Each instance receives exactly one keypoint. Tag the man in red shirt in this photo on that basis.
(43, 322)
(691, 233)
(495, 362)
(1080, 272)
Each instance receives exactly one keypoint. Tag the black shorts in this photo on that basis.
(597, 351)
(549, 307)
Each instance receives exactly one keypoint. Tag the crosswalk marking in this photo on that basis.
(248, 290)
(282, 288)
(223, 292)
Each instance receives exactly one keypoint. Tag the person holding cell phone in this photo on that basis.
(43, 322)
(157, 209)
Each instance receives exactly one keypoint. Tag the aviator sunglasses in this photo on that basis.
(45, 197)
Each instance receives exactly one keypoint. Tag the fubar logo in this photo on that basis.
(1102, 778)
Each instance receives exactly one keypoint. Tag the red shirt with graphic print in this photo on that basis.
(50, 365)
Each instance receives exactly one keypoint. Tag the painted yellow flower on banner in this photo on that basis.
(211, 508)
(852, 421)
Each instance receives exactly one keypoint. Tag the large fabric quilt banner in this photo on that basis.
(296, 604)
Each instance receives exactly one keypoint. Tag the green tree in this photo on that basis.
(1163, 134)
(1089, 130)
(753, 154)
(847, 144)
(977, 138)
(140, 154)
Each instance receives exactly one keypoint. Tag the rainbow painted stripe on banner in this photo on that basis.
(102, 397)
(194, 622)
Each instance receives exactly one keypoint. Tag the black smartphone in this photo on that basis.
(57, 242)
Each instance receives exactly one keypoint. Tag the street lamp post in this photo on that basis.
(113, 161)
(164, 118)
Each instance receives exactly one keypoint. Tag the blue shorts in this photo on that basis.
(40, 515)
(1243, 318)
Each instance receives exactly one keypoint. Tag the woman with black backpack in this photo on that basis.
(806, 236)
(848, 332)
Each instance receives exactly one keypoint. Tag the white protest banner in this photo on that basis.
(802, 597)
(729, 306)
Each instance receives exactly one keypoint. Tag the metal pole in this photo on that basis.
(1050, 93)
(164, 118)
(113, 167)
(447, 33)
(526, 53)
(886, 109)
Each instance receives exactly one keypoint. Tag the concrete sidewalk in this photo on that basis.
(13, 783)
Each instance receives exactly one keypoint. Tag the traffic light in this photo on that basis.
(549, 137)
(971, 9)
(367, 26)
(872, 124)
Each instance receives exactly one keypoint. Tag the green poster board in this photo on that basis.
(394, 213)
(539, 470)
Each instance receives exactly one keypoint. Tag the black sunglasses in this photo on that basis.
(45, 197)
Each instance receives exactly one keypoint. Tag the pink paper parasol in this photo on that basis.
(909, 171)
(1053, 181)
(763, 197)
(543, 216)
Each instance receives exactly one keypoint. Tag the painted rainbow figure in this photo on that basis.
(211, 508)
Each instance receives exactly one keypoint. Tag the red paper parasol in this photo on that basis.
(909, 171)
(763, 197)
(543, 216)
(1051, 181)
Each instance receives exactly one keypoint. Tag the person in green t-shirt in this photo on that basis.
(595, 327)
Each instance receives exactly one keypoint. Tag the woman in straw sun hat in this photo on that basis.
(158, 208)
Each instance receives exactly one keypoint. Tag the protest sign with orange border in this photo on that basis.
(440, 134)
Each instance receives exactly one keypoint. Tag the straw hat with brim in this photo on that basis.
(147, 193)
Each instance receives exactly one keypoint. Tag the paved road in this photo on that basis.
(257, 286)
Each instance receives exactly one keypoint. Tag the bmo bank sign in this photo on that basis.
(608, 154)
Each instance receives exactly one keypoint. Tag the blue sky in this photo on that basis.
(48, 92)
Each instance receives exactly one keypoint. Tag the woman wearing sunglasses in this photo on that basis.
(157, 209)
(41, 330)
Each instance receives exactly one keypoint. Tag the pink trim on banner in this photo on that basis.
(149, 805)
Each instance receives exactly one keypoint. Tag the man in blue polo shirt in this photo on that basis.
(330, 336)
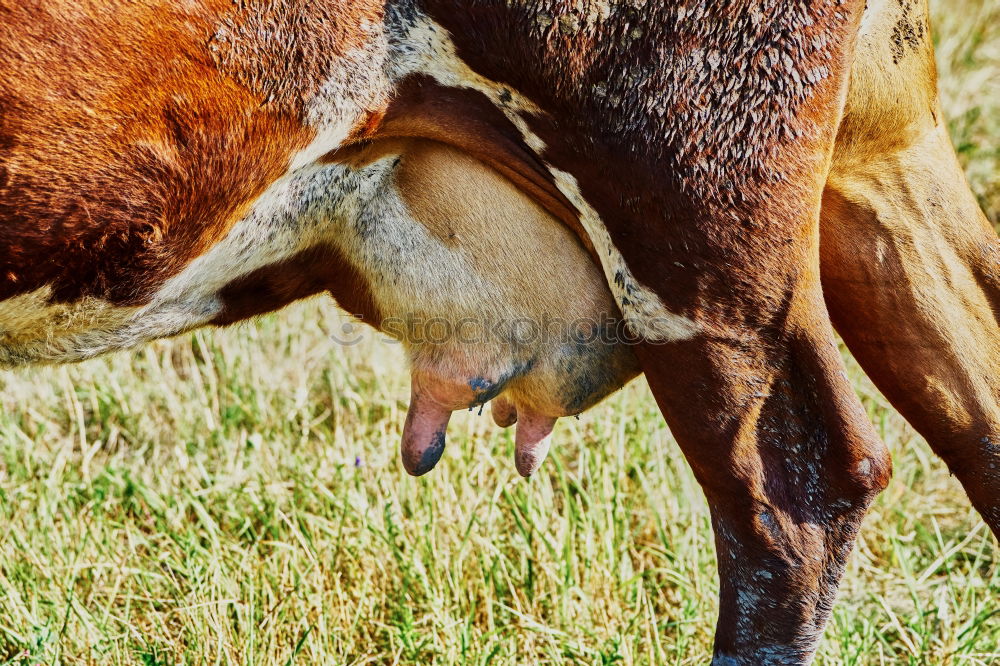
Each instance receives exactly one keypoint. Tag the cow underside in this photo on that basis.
(698, 194)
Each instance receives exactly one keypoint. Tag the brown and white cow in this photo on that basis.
(165, 165)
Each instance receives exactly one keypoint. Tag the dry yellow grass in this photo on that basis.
(235, 497)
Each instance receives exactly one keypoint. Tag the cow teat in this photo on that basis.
(493, 300)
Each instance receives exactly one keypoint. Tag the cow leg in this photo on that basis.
(789, 464)
(911, 273)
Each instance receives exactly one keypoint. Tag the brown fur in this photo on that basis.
(696, 136)
(911, 267)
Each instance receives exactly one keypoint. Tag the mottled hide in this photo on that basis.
(718, 182)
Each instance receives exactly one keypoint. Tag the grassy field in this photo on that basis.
(235, 497)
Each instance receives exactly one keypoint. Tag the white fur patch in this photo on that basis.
(317, 203)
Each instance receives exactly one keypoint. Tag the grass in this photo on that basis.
(235, 497)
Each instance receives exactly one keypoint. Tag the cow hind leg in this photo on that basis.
(911, 274)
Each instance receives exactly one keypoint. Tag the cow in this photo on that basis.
(741, 172)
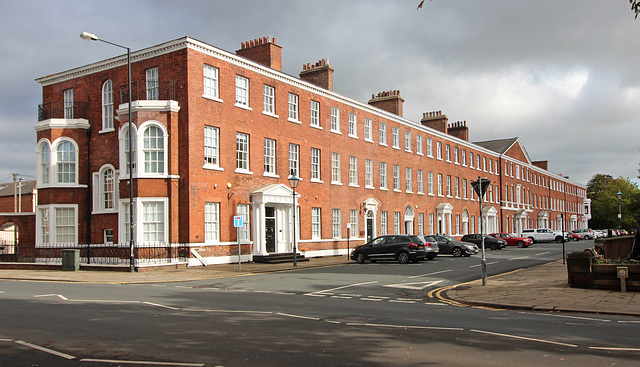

:: TASK REQUIREMENTS ::
Rewrite all of the entries above as a Markdown table with the columns Row and Line, numbering each line and omitting blank lines. Leave the pictures out of the table.

:: REPLY ::
| Row | Line |
|---|---|
| 1 | Each instance receives exactly one keypoint. Tag the man in red shirt in this photo on that basis. |
| 2 | (43, 322) |
| 3 | (691, 233) |
| 4 | (495, 362) |
| 5 | (1080, 272) |
| 6 | Each instance receives exactly one keypoint. Tag the black shorts in this photo on that basis. |
| 7 | (597, 351) |
| 8 | (549, 307) |
| 9 | Each instance receives exactly one keypoint. Tag the crosswalk marking in this photo on that basis. |
| 10 | (248, 290) |
| 11 | (282, 288) |
| 12 | (223, 292) |
| 13 | Each instance receives exactly one keypoint. Tag the person holding cell phone in this photo on that basis. |
| 14 | (43, 322) |
| 15 | (157, 209) |
| 16 | Each instance receives exactly one keypoint. Tag the aviator sunglasses in this photo on that basis. |
| 17 | (45, 197) |
| 18 | Each instance receives exactly one keypoint. Tag the fubar logo in this photo on that basis. |
| 19 | (1102, 778) |
| 20 | Each instance receives exactly one keypoint. Tag the red shirt with graphic print in this photo on that basis. |
| 21 | (50, 365) |
| 22 | Each instance receives exactly one keypoint. Tag the painted yellow flower on banner in this photo on that basis. |
| 23 | (211, 508) |
| 24 | (852, 421) |
| 25 | Each instance receives exactly one keypoint. Tag the large fabric quilt banner in this photo on that basis. |
| 26 | (296, 604) |
| 27 | Each instance receives exactly one keypoint. Tag the green tree in this photo on that basis. |
| 28 | (1163, 134) |
| 29 | (1089, 130) |
| 30 | (753, 154) |
| 31 | (847, 144) |
| 32 | (977, 138) |
| 33 | (140, 154) |
| 34 | Each instance receives exactly one keypoint. Tag the rainbow painted stripe on banner in this photo on that basis. |
| 35 | (102, 397) |
| 36 | (194, 622) |
| 37 | Each instance receives exactly one keypoint. Tag the black smartphone in this photo on that basis. |
| 38 | (57, 242) |
| 39 | Each instance receives exactly one keypoint. Tag the street lamp post in this photo on that basis. |
| 40 | (113, 161) |
| 41 | (164, 118) |
| 42 | Each instance receives exactly one keypoint. Tag the blue shorts in this photo on that basis. |
| 43 | (40, 515) |
| 44 | (1243, 318) |
| 45 | Each instance receives exactly one keypoint. Tag the woman with black backpack in this photo on that basis. |
| 46 | (806, 236) |
| 47 | (848, 332) |
| 48 | Each instance receives exactly one keypoint. Tag the white protest banner in this photo on that basis. |
| 49 | (802, 597) |
| 50 | (729, 306) |
| 51 | Each instance receives exactly one keypoint. Tag the metal pole in this photo on that basis. |
| 52 | (1050, 93) |
| 53 | (164, 118) |
| 54 | (113, 167) |
| 55 | (447, 33) |
| 56 | (526, 53) |
| 57 | (886, 109) |
| 58 | Each instance receives exactly one keypoint. Tag the concrete sidewalk in this photo on that basis. |
| 59 | (13, 783) |
| 60 | Each instance receives exactly one keypoint. Tag the traffic light in this photo on that basis. |
| 61 | (549, 137) |
| 62 | (971, 9) |
| 63 | (367, 26) |
| 64 | (872, 124) |
| 65 | Each instance receives exactly one keypoint. Tag the green poster board in this photo on that basis. |
| 66 | (394, 213) |
| 67 | (539, 470) |
| 68 | Each instance receives exactly one keypoint. Tag the black sunglasses in this photo on that basis. |
| 69 | (45, 197) |
| 70 | Each instance receives exactly one keypoint. Tag the pink paper parasol in this photo on that basis. |
| 71 | (909, 171) |
| 72 | (1053, 181) |
| 73 | (763, 197) |
| 74 | (543, 216) |
| 75 | Each instance receives exactly one keypoint. Tag the painted rainbow figure in this photo on that basis. |
| 76 | (211, 508) |
| 77 | Each instance receives exactly one keypoint. Tag the red paper parasol in this photo on that basis. |
| 78 | (909, 171) |
| 79 | (763, 197) |
| 80 | (543, 216) |
| 81 | (1051, 181) |
| 82 | Each instance receives exactly one keypoint. Tag the person in green t-shirt in this photo on that basis. |
| 83 | (595, 327) |
| 84 | Each instance receives exactly one keypoint. Tag the woman in straw sun hat in this photo on that basis. |
| 85 | (158, 208) |
| 86 | Each instance receives exactly one keypoint. Tag the protest sign with orange border in this photo on that basis. |
| 87 | (440, 134) |
| 88 | Each instance receives exactly one keypoint. Tag the straw hat with brim in this photo on that basis. |
| 89 | (147, 193) |
| 90 | Each instance receives exactly one keypoint. Tag the paved road in this photo on that basis. |
| 91 | (257, 286) |
| 92 | Each instance receives exactly one keypoint. Tag the bmo bank sign in this photo on that basis. |
| 93 | (608, 154) |
| 94 | Each instance receives exactly one keypoint. Tag the blue sky in this photo on that basis. |
| 95 | (48, 92) |
| 96 | Each instance receives exactly one keypoint. Tag the woman wearing sunglasses in this photo on that basis. |
| 97 | (157, 209) |
| 98 | (41, 330) |
| 99 | Each instance receives exactly one keypoint. Tag the pink trim on banner in this photo on that basis. |
| 100 | (149, 805) |
| 101 | Each instance receives exactly one keypoint. Tag the man in blue polo shirt in this photo on that basis. |
| 102 | (330, 336) |
| 103 | Each instance receives exactly one keypoint. Tag the cow underside in this photo on that basis. |
| 104 | (698, 194) |
| 105 | Each instance receives exactly one keypoint. Tag the brown and white cow in this photo on that basis. |
| 106 | (165, 165) |
| 107 | Each instance receives exactly one keypoint. Tag the dry yellow grass in this photo on that basis. |
| 108 | (235, 497) |
| 109 | Each instance receives exactly one keypoint. Tag the cow teat in this photo on that basis. |
| 110 | (493, 300) |
| 111 | Each instance receives exactly one keypoint. Tag the cow leg in this photo on that basis. |
| 112 | (789, 464) |
| 113 | (911, 273) |
| 114 | Each instance receives exactly one keypoint. Tag the brown fur in this photo on that basis. |
| 115 | (696, 136) |
| 116 | (911, 267) |
| 117 | Each instance receives exactly one keypoint. Tag the mottled hide in this photo on that basis. |
| 118 | (718, 182) |
| 119 | Each instance receives exactly one keypoint. Tag the grassy field in this photo on that basis. |
| 120 | (235, 497) |
| 121 | Each instance receives exactly one keypoint. Tag the white fur patch in this photo on that basis. |
| 122 | (317, 203) |
| 123 | Each instance receives exactly one keypoint. Tag the grass in this photo on that basis. |
| 124 | (235, 497) |
| 125 | Each instance receives exactly one keypoint. Tag the cow hind leg in this photo on that basis. |
| 126 | (911, 274) |
| 127 | Each instance receives exactly one keypoint. Tag the cow in this photo on that basis. |
| 128 | (741, 172) |